• _La consigne_: Pouvez-vous transcrire sans rien changer tout ce qui va de « Mme Senneville (Caroline) : Le » jusqu'à « vécu comme ça. » dans l'extrait du débat en commission ?

• _Extrait du texte_:
====

La Présidente (Mme IsaBelle) : ...c'est tout le temps que nous aurons.

Mme Senneville (Caroline) : Le retrait... Le quatre semaines, là, c'est une obligation, c'est écrit, ce n'est pas un choix. On n'est pas capable de... on n'est pas capable de... C'est une obligation, et c'est une obligation qui est faite dans une réalité que je ne contrôle pas, c'est-à-dire le niveau de dangerosité de mon milieu de travail. Donc là, effectivement, cette obligation-là, pour quelque chose qui ne relève pas de moi, c'est vécu comme ça.

Oui, il y a des groupes... il y a des familles, il y a un des deux qui n'a pas le droit, mais à... parce qu'il y a beaucoup de... Il y a plus de balises et de restrictions sur... dans les familles qui sont non adoptantes, je vais dire ça comme ça, ça veut dire que ce qui n'est pas utilisé peut basculer à l'autre parent, ce qui n'est pas le cas. Donc, au total, quand on prend famille-famille, bien, s'il y a des familles monoparentales ou s'il y a des familles où il y a une des deux personnes qui n'a pas accès au régime, dans la famille adoptante, comme il y a moins de balises, elle va pouvoir prendre plus de semaines. Cette famille-là va pouvoir prendre plus de semaines qu'une famille où on leur aura mis plus de balises.

La Présidente (Mme IsaBelle) : On vous remercie beaucoup — un sujet passionnant, hein? — Mme Senneville et Mme Joncas, pour votre contribution aux travaux.

Alors, la commission ajourne ses travaux au jeudi 17 septembre, vers 15 heures, soit après les affaires courantes. Merci, à demain.

====

• _Données fournies_:
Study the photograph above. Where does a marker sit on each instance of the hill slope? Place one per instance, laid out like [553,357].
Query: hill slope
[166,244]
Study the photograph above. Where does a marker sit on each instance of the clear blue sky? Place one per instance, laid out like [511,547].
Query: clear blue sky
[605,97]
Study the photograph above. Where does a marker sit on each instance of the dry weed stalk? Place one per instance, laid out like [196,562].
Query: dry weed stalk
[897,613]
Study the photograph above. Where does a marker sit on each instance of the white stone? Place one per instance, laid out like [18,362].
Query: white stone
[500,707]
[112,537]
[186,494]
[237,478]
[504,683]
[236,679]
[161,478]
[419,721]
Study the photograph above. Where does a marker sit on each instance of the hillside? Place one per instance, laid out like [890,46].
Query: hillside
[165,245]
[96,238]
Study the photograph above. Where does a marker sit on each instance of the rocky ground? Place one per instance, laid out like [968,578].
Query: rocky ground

====

• _Réponse complète_:
Mme Senneville (Caroline) : Le retrait... Le quatre semaines, là, c'est une obligation, c'est écrit, ce n'est pas un choix. On n'est pas capable de... on n'est pas capable de... C'est une obligation, et c'est une obligation qui est faite dans une réalité que je ne contrôle pas, c'est-à-dire le niveau de dangerosité de mon milieu de travail. Donc là, effectivement, cette obligation-là, pour quelque chose qui ne relève pas de moi, c'est vécu comme ça.